DO THIS ::
Copy out, word for word, everything in the items below from the line containing "TARGET = brown tiled roof" down to the line containing "(1065, 509)", including both of those lines.
== == ==
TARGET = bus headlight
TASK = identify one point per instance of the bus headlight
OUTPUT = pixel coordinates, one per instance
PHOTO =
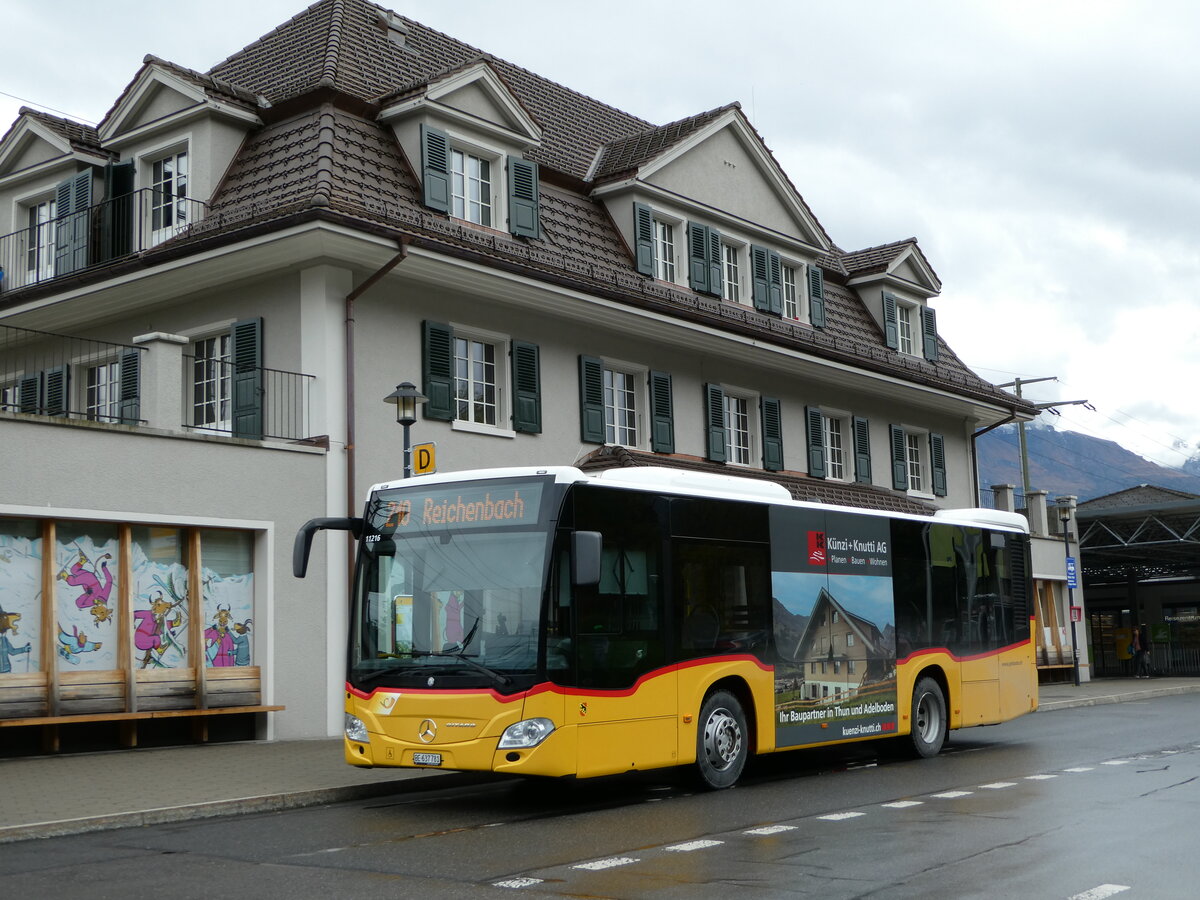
(357, 730)
(526, 733)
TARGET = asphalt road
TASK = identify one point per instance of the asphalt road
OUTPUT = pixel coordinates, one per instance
(1086, 803)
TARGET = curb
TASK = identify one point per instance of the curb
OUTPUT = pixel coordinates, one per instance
(264, 803)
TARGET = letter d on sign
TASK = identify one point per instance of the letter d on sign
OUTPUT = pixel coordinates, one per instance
(425, 459)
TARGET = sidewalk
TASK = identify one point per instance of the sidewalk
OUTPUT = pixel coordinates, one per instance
(49, 796)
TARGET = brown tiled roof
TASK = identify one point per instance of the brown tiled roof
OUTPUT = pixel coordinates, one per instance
(801, 486)
(630, 153)
(340, 43)
(79, 136)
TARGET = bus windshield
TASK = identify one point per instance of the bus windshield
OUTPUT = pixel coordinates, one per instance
(450, 585)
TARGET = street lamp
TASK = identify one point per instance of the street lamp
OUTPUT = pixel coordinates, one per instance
(406, 397)
(1065, 509)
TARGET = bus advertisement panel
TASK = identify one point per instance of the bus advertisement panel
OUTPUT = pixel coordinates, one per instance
(834, 627)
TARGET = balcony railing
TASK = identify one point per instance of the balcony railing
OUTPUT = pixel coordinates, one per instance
(246, 402)
(45, 373)
(93, 237)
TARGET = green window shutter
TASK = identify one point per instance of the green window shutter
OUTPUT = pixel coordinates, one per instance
(891, 325)
(697, 257)
(775, 282)
(815, 425)
(246, 358)
(714, 421)
(772, 435)
(643, 238)
(129, 394)
(862, 451)
(899, 459)
(715, 279)
(661, 414)
(523, 198)
(526, 388)
(30, 394)
(592, 400)
(816, 295)
(929, 333)
(937, 460)
(117, 214)
(760, 276)
(71, 232)
(437, 364)
(436, 168)
(55, 391)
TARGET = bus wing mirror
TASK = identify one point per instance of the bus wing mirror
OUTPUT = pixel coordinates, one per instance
(586, 552)
(303, 545)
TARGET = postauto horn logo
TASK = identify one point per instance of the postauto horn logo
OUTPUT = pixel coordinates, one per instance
(816, 549)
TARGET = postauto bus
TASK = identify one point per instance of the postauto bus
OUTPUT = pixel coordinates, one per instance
(549, 622)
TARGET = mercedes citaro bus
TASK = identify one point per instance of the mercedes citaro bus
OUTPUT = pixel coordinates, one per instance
(550, 622)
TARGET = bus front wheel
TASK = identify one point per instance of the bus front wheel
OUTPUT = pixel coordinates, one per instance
(929, 719)
(721, 741)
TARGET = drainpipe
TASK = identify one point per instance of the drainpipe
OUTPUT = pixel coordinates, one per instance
(352, 501)
(975, 453)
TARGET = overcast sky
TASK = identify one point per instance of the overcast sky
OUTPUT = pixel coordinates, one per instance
(1042, 151)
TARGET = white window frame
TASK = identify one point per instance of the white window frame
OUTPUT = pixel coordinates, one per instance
(837, 457)
(217, 373)
(637, 387)
(461, 201)
(795, 283)
(503, 347)
(732, 263)
(749, 449)
(666, 261)
(905, 341)
(179, 204)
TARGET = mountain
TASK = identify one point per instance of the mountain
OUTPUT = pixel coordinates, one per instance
(1065, 462)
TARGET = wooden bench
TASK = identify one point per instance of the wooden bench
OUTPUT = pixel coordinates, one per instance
(130, 721)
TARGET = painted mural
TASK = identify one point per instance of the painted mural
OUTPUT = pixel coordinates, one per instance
(228, 582)
(85, 597)
(21, 597)
(160, 599)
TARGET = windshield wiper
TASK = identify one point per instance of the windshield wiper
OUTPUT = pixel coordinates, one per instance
(459, 653)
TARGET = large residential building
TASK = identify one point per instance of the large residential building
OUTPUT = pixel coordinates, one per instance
(207, 298)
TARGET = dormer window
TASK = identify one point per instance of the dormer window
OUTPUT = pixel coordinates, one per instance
(465, 183)
(471, 187)
(910, 328)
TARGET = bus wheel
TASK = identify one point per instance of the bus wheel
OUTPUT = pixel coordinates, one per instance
(929, 719)
(721, 745)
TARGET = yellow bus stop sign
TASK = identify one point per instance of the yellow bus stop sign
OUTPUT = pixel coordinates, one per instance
(425, 459)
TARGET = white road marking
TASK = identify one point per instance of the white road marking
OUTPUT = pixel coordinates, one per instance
(516, 883)
(611, 863)
(1099, 893)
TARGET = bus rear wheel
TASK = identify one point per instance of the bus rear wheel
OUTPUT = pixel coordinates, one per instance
(929, 719)
(721, 741)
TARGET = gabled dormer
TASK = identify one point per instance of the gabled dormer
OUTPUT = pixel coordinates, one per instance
(895, 283)
(703, 204)
(179, 130)
(466, 135)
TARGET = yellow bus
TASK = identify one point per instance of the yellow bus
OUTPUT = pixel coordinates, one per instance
(550, 622)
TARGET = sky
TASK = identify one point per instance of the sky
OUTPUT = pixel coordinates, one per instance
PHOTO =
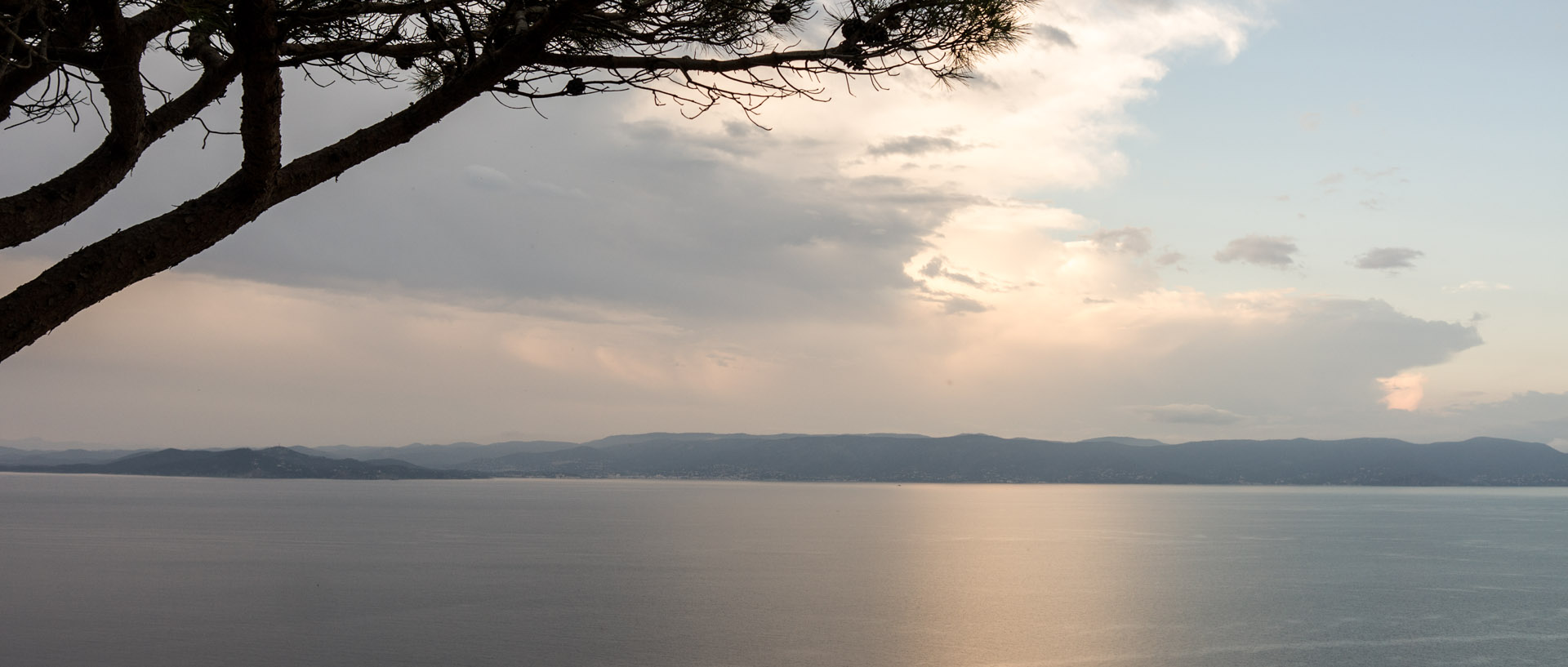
(1170, 220)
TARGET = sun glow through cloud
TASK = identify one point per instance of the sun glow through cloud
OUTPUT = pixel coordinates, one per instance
(1404, 392)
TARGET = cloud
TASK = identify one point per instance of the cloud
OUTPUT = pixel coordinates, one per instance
(1263, 251)
(1129, 240)
(916, 146)
(1477, 286)
(1053, 35)
(1404, 392)
(1187, 414)
(1388, 259)
(1377, 174)
(485, 177)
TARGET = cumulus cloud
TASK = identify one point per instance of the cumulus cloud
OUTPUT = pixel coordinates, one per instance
(1189, 414)
(916, 145)
(1388, 259)
(1129, 240)
(1263, 251)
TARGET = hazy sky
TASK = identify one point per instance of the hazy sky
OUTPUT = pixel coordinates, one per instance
(1174, 220)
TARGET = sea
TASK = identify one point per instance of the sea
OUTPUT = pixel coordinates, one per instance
(173, 571)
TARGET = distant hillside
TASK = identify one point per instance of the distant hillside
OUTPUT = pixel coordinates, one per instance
(991, 459)
(889, 457)
(274, 464)
(436, 456)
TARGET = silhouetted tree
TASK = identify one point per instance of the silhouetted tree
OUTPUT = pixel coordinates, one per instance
(61, 58)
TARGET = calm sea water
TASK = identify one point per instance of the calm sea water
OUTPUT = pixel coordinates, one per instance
(99, 571)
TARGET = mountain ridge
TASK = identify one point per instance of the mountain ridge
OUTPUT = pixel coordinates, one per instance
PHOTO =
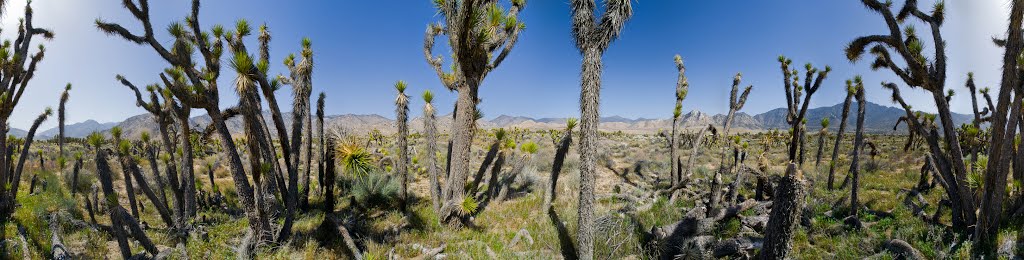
(880, 120)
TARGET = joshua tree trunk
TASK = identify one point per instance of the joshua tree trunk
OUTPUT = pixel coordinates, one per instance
(329, 176)
(187, 173)
(839, 134)
(74, 175)
(682, 88)
(60, 119)
(401, 115)
(129, 165)
(803, 143)
(129, 187)
(784, 216)
(821, 145)
(103, 171)
(462, 140)
(474, 59)
(430, 160)
(320, 132)
(989, 216)
(858, 142)
(592, 40)
(735, 103)
(151, 153)
(556, 167)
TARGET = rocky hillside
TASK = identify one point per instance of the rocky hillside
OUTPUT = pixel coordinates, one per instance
(880, 120)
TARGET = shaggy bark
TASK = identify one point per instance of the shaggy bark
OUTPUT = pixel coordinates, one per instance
(430, 133)
(592, 40)
(474, 58)
(784, 216)
(858, 142)
(839, 134)
(556, 169)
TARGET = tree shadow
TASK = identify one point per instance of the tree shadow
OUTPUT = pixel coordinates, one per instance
(564, 240)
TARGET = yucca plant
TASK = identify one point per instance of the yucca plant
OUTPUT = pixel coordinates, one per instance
(430, 157)
(592, 40)
(851, 90)
(858, 142)
(355, 161)
(797, 109)
(821, 140)
(375, 189)
(60, 119)
(682, 88)
(401, 119)
(481, 34)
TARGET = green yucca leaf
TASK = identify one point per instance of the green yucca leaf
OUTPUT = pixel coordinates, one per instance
(116, 132)
(242, 28)
(124, 146)
(428, 96)
(95, 139)
(468, 205)
(528, 147)
(400, 86)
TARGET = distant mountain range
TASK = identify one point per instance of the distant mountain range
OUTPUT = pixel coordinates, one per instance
(880, 119)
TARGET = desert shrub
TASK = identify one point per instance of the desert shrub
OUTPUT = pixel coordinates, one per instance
(375, 189)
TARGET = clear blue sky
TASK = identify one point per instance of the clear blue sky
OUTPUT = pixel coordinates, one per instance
(363, 47)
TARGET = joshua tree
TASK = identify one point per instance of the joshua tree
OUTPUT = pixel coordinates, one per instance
(798, 109)
(129, 166)
(929, 74)
(129, 186)
(592, 37)
(735, 103)
(430, 133)
(164, 116)
(301, 81)
(121, 222)
(401, 119)
(60, 118)
(682, 87)
(784, 216)
(851, 90)
(821, 140)
(858, 143)
(329, 176)
(480, 35)
(320, 132)
(556, 167)
(17, 72)
(195, 85)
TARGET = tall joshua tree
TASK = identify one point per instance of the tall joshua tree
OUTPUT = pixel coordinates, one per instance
(301, 81)
(16, 74)
(60, 118)
(821, 140)
(480, 35)
(682, 87)
(858, 143)
(797, 109)
(851, 90)
(164, 117)
(401, 119)
(556, 167)
(930, 74)
(430, 133)
(592, 37)
(195, 85)
(320, 132)
(735, 103)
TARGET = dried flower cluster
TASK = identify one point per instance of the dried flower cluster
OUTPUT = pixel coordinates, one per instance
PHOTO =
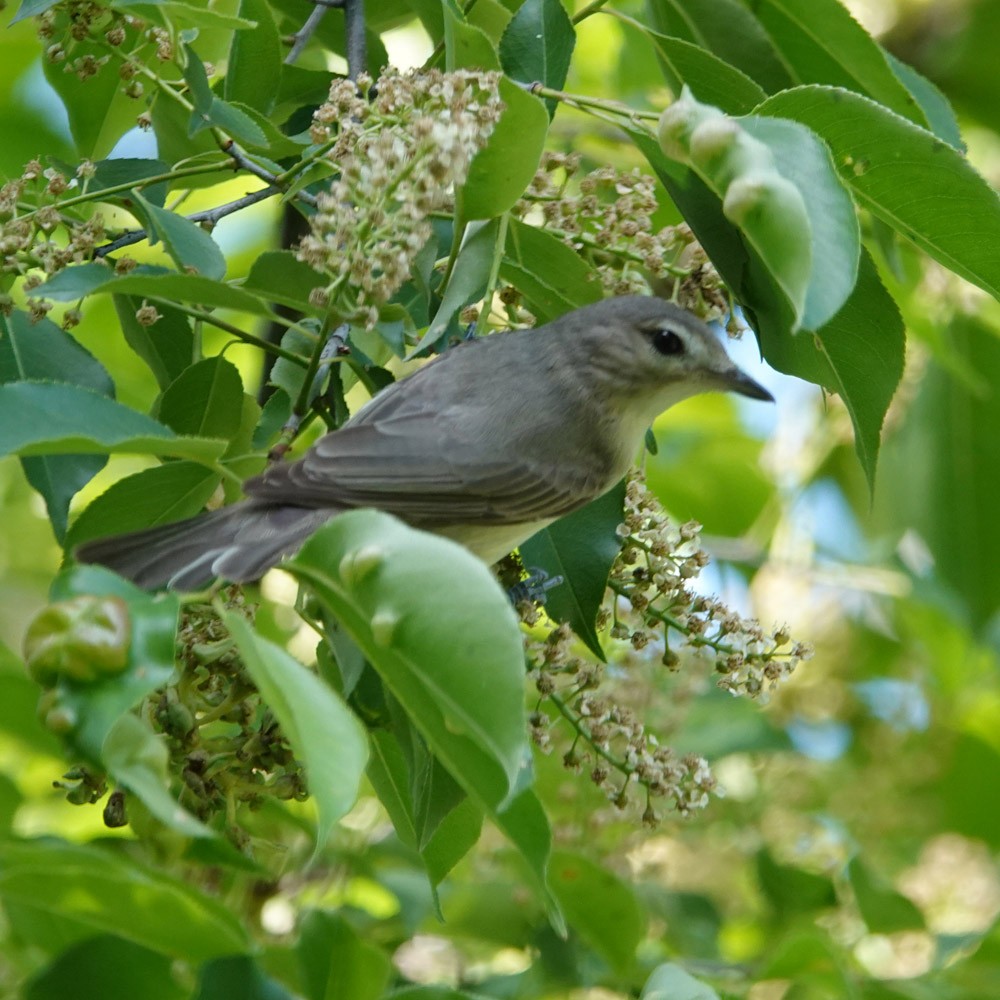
== == ==
SOLVED EXERCISE ::
TARGET = brown tiled roof
TASK = identify one point per instance of the brown tiled roof
OUTPUT = pixel coordinates, one per instance
(801, 486)
(630, 153)
(340, 43)
(79, 136)
TARGET = bus windshield
TASK = identify one point per instance of the bus windshield
OUTPUT = pixel coordinates, one per instance
(450, 585)
TARGET = street lamp
TASK = identify one point per instance of the street lamp
OUTPUT = pixel coordinates, one per instance
(406, 397)
(1065, 509)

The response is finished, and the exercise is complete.